READING TEXT »
Woke up late. Bought a nutritious breakfast in a supermarket and walked around the center of Lima. Most of the streets were in reconstruction; smog and dust everywhere. One interesting thing about this city is that workshops of certain professions are located in the same area. I live in the printing press area were professional printing machines rattle all day to spit out brochures, labels, posters. I’ve seen a banking area and an optician area as well. Take a micro to Miraflores, the richer municipality adjacent to Lima, to work there in a Swiss café.
It can be argued that we will never totally get rid of fear. Death awaits us in the end, we all know that. As long as we live on, we close ourselves in in our bodies, and fear damage to them. When we are living bodies, we have fear, and when we have fear, we are living bodies. So, then, it is wise to redirect our abstract fears towards events we can somewhat overlook. Let’s say patient A suffers from abstract fears, ie. she has a fearful character. Now her therapist advises her to concentrate on something she would like to do or achieve in the next years. Patient A tells about her dancing class, visiting her grandmother, a trip to Mozambique, and a narrower jeans. The therapist tells her that she shouldn’t be only exited about these future events, but worried they won’t occur. He teaches her to be afraid that she’s not admitted to the dancing class, that her grandmother dies before she can visit her, that the plane to Mozambique crashes, that her love handles won’t disappear. She learns to direct her abstract fears towards those concrete events. At first, patient A feels miserable, but after a while (normally two – three weeks) she feels better than ever and her yearning for the future events becomes livelier. When she occasionally wakes up in fear without knowing what she is afraid of, patient A thinks about an upcoming event and what could prevent it to occur. She starts being afraid and worried about that event, and she falls asleep. The patient normally dreams about the event and her own potential actions to support its occurrence. Worrying is an asset that makes fear bearable.

DATA FOR ANALYSIS »
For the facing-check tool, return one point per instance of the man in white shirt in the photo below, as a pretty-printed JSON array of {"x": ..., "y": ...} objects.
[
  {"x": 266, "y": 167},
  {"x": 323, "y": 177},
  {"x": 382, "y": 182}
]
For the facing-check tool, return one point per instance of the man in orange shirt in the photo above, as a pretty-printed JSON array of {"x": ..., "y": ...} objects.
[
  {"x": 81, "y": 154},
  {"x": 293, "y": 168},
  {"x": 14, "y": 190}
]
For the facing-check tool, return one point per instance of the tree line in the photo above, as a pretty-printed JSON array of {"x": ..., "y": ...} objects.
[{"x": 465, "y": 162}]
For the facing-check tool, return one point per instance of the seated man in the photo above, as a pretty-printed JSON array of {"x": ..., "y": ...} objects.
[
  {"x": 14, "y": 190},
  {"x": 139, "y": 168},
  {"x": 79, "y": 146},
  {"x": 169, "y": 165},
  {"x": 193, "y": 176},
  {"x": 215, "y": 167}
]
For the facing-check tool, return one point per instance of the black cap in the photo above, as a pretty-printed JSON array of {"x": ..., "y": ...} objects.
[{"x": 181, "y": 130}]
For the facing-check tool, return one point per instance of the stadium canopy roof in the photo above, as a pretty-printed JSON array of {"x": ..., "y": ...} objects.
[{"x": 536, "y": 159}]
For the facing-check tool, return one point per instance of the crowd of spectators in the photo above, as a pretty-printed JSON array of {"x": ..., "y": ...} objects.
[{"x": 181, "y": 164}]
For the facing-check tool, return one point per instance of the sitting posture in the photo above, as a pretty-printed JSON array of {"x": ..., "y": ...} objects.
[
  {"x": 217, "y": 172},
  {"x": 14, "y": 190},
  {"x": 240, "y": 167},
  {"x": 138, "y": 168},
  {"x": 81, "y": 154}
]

WHAT YOU ARE ASKED TO DO »
Continue the text about Lima and fear, starting after its last sentence.

OUTPUT FOR THIS TASK »
These phobic fears I find in my dictionary: acarophobia, acousticophobia, acrophobia, agoraphobia, ailurophobia, algophobia, androphobia, aquaphobia, arachnophobia, astraphobia, automysophobia, claustrophobia, cryophobia, cyberphobia, cynophobia, entomophobia, gynophobia, hydrophobia, hypnophobia, lepidophobia, musophobia, mysophobia, neophobia, nyctophobia, phobophobia, phonophobia, photophobia, pyrophobia, satanophobia, taphephobia, thanotophobia, traumatophobia, triskaidekaphobia, xenophobia, and zoophobia.
That night, I go to a horror movie called “restless” (the only one that uses real bodies) about an anatomy lab with an undead possessed cadaver in it, causing the bloody dead of many people who touch it. A pretty girl, first year medschool student and atheist, starts to investigate about the origin of the body, together with her religious boyfriend. It’s not really scary though. The tension is built up in a classical manner, suspended events that get bloodier as the movie proceeds. There is some explicit footage of corpses but that can’t really scare me off either. A drowning scene, claustrophobia, nyctophobia, a skull, “you’re next” written in blood – standard elements that can’t really evoke panic. This movie really could scare only one person: Stephen King who has a reason to be afraid his heritage goes down the drain.